For example, a peer may have an active change-lock when it departs.
Alternatively, it is possible to have a model that may semantically
inconsistent if it contains elements created by peers no longer in
the propagation-web.
[0305] To address this problem, there is introduced a concept of a
Will that can be associated with every Element in the model. A Will
is a strategy object that describes what actions must be taken on
an element in the advent of changes to the membership in the
propagation-web.
[0306] Interface Will {
[0307] Peer getLockOwner(ModelElement modelElement,
[0308] Model model,
[0309] Peer removedPeers[ ],
[0310] boolean abnormalDeparture);
[0311] }
[0312] This would return the (possible unchanged) lock owner after
applying the Will or null if the Will ascertains that the element
should be removed.
[0313] The following is a set of typical Wills:
[0314] ReassignLockOwnershipToSurvivorWill
[0315] An ordered list of participants is maintained with this type
of will.
[0316] If, due to fragmentation of the propagation web, one or more
peers are removed, lock ownership will be assigned to the first
member on the provided list that still is a member of the
propagation-web.
[0317] ReassignLockOwnershipToModelLockOwnerWill
[0318] Reassign Lock Ownership To Model-Lock Owner
[0319] This type of will only is appropriate for Models that
maintain Model-Locks.
[0320] RemoveElementIfCreatorDepartsWill
[0321] Remove Element if the Element's creator has departed
[0322] RemoveElementIfLockOwnerDepartsWill
[0323] Remove Element if the current Change-Lock owner has
departed
[0324] Other wills with alternate strategies can be created
[0325] Wills can be associated with any/all elements of a Model. A
default Will should be associated with every model for elements
that do not have Wills explicitly specified. Only the Change-Lock
owner has the ability to change a Will for an Element. Only the
Model-Lock owner can change the default Model-Element Will. A Will
should also be specified for the Model itself, particularly for
lockable models. Only the Model-Lock owner can change the Model's
Will.
[0326] Wills must be serializable/de-serializable since they may be
remotely set, i.e. there needs to be a mechanism to copy them over
the network.
[0327] Whenever the membership of a Propagation-Web changes, every
participant is notified. The Will provides a mechanism for applying
appropriate strategies to normalize the model when participants
leave the propagation-web so that:
[0328] There are no Changed Locked Elements by peers that are no
longer participating
[0329] Semantically, elements may automatically be removed based
upon strategies
[0330] The Will provides a mechanism to locally update a model when
participants depart based solely on the membership change and yet
guarantees that the models remain synchronized within a
propagation-web
[0331] This technique works when propagation-webs are segmented.

■ DATA PROVIDED
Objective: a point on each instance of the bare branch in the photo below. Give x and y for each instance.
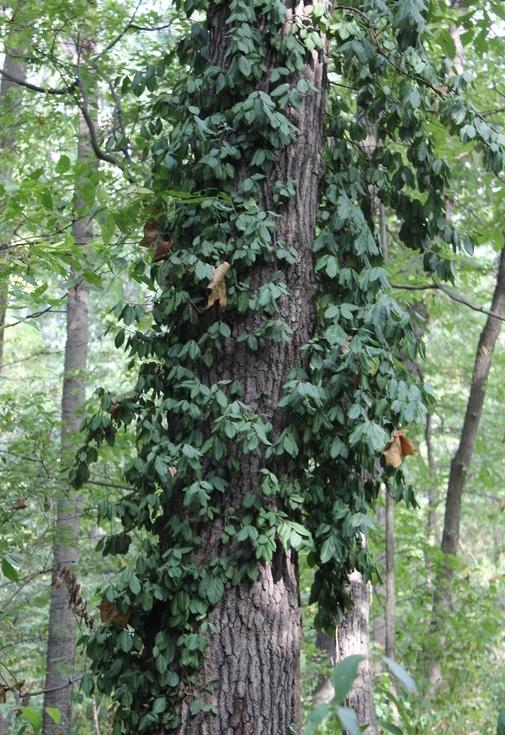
(43, 90)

■ TASKS TO CARRY OUT
[1] In the text on Wills, why must Wills be serializable and de-serializable? Answer in one to three sentences.
[2] From the text on Wills, return everything from "[0306] Interface Will" down to "should be removed.".

■ ANSWERS IN ORDER
[1] Wills may be set remotely, so there has to be a way to copy them over the network.

[2]
[0306] Interface Will {
[0307] Peer getLockOwner(ModelElement modelElement,
[0308] Model model,
[0309] Peer removedPeers[ ],
[0310] boolean abnormalDeparture);
[0311] }
[0312] This would return the (possible unchanged) lock owner after
applying the Will or null if the Will ascertains that the element
should be removed.